Your tasks
[1] Answer these questions from the piece on media coverage of Rwanda's elections:
(a) How much time is left before the Rwanda presidential elections?
(b) Where did the attempt on the general's life take place?
(c) Which musician is named as a high-profile victim, and how long ago was he gunned down?
[2] From the piece on media coverage of Rwanda's elections, extract the passage that begins at the words "Stories abound that" and ends after the words "four years ago.".

Given passage
---------------
WITH a month now left exactly to the Rwanda presidential elections, the international media has turned its spotlight on the East African country, with quite a measure of bias, false distress calls and inaccurate reporting.
Surprisingly, so much devotion has been dedicated to misrepresentation and sheer distortion of facts in the count-down to the elections, her intent and resolution to forge ahead notwithstanding.
An incredible number of websites, mostly blogs and opinion news sites, churn out fib on a daily basis, with a common gradient; ‘Repression ahead of Rwanda polls.’
Is Rwanda losing its PR footing?
For a country renowned for its remarkable upturn in just a decade and a half, and used to favorable media coverage and praise by world leaders, authorities now find themselves on the defensive, overwhelmed by negative publicity, arising from a series of recent events.
As is often the case with election period in third world countries, we are made to believe that no election can come to pass without incidence and Rwanda comes as no exception. The effect of all this is that a climate of fear, tension and uncertainty have now been unduly flung on this rising nation, with fault lines coming easy on the upcoming polls.
It therefore comes as no surprise that reporting on recent events, including the attempted murder of a dissident general, the killing of a suspended newspaper editor and the arrest of an American lawyer, have all been slanted towards repression ahead of elections.
While it is natural to raise suspicion when protagonists such as individuals in this narrative, face problems, the tilt in angle with which media outlets and critics have reacted to or respond to breaking stories in Rwanda today amounts to alarm mongering.
When news broke that an attempt had been made on the general’s life at an upscale Johannesburg suburb, most people including his wife, were quick to point an accusing finger at the government of Rwanda, which issued a prompt denial.
Stories abound that suspects arrested shortly after were Rwandans, sent by the state to finish off the general, who stands accused of among other crimes, being behind a spate of grenade attacks that rocked the country early, this year.
Conspicuously, the media has chosen to follow one lead; the possibility of Rwanda being behind the attack with slant. It is common knowledge that South Africa has one of the world’s high crime rates and that Johannesburg is its crime capital. Popular musician, Lucky Dube, is perhaps one of the common high profile victims who was gunned down about four years ago.
Only a police probe into the incident may ever tell the circumstances why the gunman did not demand any valuables. But in the court of public opinion where the international media has become de facto prosecution and judge, Rwanda has automatically and conclusively been the villain behind this “operation.”
---------------
Entries supplied
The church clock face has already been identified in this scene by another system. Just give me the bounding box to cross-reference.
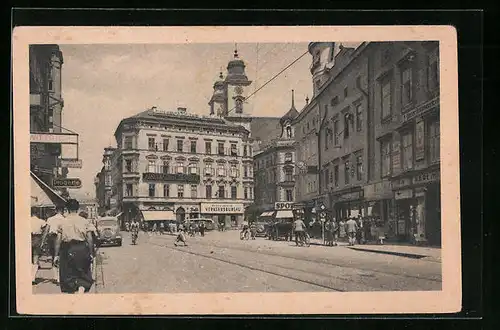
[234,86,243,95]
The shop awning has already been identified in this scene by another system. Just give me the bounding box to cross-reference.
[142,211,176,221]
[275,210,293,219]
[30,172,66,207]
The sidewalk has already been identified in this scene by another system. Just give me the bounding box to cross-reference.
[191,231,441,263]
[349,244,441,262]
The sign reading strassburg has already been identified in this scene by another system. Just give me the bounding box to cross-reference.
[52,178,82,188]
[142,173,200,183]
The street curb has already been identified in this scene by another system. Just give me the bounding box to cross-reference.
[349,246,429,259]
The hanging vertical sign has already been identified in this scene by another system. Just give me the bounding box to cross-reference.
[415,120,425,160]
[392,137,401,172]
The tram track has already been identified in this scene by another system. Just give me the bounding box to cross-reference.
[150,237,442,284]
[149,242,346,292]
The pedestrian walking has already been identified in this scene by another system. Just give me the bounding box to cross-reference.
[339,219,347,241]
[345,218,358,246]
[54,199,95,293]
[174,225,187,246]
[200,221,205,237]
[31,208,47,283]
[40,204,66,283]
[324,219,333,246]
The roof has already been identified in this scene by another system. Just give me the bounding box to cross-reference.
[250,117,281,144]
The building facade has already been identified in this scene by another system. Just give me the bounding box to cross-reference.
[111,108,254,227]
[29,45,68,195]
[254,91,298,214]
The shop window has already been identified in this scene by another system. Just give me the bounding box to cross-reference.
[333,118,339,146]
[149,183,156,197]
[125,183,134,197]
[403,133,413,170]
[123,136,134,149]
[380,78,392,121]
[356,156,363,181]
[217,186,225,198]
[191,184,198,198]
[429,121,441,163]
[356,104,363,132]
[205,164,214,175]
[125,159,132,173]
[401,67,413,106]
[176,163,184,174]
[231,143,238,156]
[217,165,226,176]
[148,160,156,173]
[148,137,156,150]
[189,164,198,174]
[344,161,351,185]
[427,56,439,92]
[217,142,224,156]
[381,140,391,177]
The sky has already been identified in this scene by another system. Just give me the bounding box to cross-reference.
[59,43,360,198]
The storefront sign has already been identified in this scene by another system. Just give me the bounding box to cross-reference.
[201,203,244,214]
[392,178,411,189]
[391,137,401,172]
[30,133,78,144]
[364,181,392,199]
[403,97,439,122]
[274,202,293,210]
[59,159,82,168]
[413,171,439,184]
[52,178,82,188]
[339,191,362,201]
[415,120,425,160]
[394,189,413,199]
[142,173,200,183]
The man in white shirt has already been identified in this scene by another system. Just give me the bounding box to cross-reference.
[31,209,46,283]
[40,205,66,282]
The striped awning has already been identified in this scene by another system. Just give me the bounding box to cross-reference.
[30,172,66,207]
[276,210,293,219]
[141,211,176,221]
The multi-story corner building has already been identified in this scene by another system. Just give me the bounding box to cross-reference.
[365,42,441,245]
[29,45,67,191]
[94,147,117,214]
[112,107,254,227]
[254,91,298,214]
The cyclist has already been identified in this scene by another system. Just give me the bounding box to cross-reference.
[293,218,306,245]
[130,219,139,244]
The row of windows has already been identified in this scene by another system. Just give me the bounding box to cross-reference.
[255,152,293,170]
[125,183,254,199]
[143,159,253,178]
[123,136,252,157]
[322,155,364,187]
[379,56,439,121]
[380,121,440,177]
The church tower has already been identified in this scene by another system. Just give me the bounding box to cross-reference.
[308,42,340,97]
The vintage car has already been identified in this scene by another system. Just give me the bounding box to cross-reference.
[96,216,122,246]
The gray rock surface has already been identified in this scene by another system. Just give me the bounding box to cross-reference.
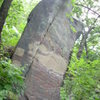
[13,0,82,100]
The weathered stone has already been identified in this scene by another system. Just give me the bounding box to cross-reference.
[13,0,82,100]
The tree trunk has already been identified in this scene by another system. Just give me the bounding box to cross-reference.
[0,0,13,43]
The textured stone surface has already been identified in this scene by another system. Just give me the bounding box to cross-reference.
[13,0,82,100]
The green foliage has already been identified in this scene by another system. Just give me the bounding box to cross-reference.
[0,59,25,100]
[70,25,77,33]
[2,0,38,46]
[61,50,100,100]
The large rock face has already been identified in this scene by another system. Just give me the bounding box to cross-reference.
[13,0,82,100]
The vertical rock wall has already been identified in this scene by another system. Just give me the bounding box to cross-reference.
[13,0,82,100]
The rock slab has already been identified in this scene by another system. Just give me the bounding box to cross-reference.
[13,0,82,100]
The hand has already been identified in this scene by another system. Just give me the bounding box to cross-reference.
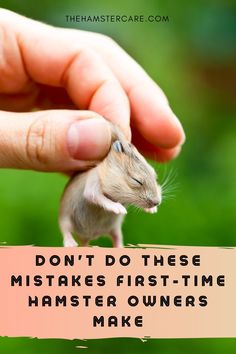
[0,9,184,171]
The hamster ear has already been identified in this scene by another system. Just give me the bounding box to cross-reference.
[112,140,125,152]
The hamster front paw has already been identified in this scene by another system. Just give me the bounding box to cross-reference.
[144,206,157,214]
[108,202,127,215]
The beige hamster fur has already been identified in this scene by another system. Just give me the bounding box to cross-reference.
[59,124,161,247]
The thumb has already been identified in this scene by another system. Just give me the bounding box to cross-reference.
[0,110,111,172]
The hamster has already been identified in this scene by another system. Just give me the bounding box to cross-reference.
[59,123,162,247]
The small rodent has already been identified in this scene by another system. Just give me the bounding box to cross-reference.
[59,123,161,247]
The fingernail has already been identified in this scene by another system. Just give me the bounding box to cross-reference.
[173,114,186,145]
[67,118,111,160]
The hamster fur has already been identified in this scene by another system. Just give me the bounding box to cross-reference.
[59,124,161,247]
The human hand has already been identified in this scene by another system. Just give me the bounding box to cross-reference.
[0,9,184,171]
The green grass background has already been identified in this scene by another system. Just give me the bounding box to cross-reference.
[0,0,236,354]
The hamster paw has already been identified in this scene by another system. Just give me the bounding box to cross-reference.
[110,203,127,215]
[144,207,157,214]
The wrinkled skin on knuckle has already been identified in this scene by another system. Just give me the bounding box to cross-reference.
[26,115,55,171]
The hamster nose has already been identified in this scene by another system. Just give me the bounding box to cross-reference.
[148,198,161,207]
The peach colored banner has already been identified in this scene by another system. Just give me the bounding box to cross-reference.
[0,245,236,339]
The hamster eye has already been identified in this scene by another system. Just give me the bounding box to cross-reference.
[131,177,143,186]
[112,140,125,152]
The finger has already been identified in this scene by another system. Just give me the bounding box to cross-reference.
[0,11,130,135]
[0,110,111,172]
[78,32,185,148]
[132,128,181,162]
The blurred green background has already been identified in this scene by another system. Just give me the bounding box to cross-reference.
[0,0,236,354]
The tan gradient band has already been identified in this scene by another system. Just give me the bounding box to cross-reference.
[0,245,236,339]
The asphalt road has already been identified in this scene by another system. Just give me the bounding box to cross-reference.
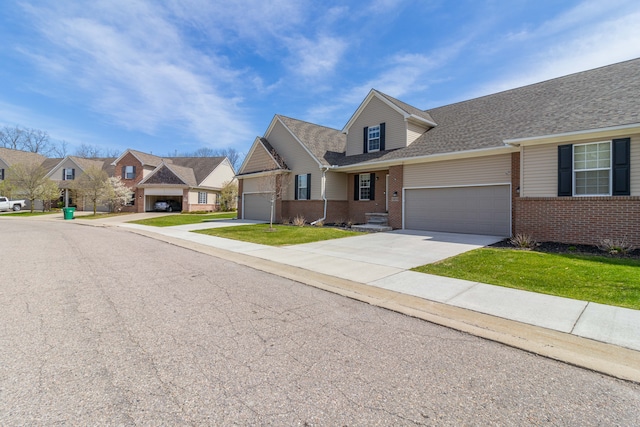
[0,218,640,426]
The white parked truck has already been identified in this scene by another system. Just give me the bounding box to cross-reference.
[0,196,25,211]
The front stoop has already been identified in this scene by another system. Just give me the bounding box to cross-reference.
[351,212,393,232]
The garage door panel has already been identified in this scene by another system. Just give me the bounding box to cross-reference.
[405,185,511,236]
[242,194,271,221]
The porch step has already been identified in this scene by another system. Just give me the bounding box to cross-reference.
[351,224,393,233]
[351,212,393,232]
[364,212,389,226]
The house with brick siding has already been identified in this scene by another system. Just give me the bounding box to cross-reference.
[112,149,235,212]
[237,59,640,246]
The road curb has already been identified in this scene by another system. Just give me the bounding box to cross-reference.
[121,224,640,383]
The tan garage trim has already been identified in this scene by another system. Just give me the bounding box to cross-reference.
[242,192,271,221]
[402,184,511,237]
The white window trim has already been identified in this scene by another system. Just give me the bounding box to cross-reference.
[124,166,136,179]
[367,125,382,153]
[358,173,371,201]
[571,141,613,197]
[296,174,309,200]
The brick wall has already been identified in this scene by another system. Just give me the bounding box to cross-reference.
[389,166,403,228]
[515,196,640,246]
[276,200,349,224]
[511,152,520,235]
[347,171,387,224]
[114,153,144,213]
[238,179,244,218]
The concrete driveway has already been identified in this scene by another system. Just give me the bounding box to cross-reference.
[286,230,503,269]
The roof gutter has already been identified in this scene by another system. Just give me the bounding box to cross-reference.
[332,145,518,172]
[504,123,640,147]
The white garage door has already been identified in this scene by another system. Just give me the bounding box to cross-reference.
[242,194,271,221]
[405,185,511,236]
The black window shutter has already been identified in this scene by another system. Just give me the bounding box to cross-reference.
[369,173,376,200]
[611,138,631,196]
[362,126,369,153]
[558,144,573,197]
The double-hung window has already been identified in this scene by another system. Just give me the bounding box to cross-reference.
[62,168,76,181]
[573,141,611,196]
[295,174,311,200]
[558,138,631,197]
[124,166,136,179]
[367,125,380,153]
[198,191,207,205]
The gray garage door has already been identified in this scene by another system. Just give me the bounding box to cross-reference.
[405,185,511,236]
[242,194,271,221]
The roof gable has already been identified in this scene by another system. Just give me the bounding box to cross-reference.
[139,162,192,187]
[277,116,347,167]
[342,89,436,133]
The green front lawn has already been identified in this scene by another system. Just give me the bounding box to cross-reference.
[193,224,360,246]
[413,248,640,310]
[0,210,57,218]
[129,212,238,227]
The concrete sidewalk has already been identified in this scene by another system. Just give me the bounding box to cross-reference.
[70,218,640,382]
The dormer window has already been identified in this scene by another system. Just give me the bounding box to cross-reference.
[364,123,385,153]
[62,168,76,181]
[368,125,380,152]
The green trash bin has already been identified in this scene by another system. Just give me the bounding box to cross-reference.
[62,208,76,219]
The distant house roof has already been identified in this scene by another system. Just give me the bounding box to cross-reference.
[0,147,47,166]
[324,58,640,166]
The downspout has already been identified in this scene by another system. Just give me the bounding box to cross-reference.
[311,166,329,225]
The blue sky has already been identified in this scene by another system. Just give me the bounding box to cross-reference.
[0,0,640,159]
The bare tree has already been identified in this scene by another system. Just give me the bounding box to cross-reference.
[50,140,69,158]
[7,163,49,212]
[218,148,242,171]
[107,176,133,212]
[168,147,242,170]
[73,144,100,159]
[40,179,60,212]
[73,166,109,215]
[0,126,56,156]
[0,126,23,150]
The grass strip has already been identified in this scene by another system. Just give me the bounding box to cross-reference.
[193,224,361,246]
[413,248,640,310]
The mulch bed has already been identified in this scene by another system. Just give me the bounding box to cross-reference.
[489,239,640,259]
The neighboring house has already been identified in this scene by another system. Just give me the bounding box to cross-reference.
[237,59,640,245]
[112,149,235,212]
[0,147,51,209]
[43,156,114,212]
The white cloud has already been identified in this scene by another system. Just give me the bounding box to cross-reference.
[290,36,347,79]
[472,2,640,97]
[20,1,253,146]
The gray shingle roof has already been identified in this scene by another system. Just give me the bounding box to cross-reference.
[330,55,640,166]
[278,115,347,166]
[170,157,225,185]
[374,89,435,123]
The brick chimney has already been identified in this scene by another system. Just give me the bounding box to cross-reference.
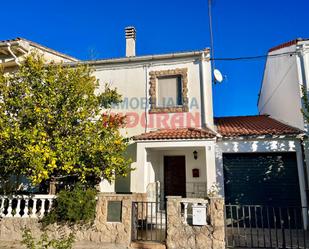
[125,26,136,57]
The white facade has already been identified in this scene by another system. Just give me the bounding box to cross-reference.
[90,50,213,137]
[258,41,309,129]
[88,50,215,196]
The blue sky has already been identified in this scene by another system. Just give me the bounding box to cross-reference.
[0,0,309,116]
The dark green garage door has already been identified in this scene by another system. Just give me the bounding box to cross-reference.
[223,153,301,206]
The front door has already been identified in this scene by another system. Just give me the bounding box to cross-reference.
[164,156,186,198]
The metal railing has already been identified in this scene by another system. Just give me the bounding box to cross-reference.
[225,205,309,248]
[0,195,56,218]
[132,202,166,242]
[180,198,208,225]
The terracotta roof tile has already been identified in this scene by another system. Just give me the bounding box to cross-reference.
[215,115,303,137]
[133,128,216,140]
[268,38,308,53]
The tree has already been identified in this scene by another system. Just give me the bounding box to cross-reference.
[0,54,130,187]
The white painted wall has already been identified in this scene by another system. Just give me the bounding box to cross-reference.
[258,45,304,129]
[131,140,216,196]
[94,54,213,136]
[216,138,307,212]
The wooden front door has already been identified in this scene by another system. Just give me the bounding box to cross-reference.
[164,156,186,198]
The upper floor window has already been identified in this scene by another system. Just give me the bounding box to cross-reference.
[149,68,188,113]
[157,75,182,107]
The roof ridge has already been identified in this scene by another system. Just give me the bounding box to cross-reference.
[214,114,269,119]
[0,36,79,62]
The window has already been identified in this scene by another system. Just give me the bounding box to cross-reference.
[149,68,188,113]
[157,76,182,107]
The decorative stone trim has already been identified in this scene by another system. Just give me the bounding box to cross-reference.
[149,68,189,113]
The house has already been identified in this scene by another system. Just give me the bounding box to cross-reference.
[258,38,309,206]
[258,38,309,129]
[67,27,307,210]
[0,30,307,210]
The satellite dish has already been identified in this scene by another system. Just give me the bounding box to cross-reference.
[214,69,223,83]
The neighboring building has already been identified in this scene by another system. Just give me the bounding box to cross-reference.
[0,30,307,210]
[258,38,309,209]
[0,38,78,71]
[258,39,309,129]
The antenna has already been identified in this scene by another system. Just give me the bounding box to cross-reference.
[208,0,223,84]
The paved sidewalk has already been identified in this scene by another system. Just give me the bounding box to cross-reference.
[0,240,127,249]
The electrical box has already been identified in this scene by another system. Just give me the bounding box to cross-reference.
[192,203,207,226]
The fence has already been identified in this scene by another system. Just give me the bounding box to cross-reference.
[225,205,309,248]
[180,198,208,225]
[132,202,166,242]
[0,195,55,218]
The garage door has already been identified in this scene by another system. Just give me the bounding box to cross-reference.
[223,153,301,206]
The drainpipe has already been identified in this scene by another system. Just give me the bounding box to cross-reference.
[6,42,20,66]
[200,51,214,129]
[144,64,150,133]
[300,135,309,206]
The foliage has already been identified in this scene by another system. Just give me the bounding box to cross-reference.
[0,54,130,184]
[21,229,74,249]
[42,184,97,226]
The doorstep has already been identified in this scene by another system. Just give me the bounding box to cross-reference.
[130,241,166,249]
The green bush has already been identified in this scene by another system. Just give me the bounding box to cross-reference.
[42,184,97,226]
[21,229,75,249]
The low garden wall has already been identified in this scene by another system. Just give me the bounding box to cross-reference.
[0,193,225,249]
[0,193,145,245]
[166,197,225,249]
---------------
Answers per task
[1]
(a) A month.
(b) At an upscale Johannesburg suburb.
(c) Lucky Dube, about four years ago.

[2]
Stories abound that suspects arrested shortly after were Rwandans, sent by the state to finish off the general, who stands accused of among other crimes, being behind a spate of grenade attacks that rocked the country early, this year.
Conspicuously, the media has chosen to follow one lead; the possibility of Rwanda being behind the attack with slant. It is common knowledge that South Africa has one of the world’s high crime rates and that Johannesburg is its crime capital. Popular musician, Lucky Dube, is perhaps one of the common high profile victims who was gunned down about four years ago.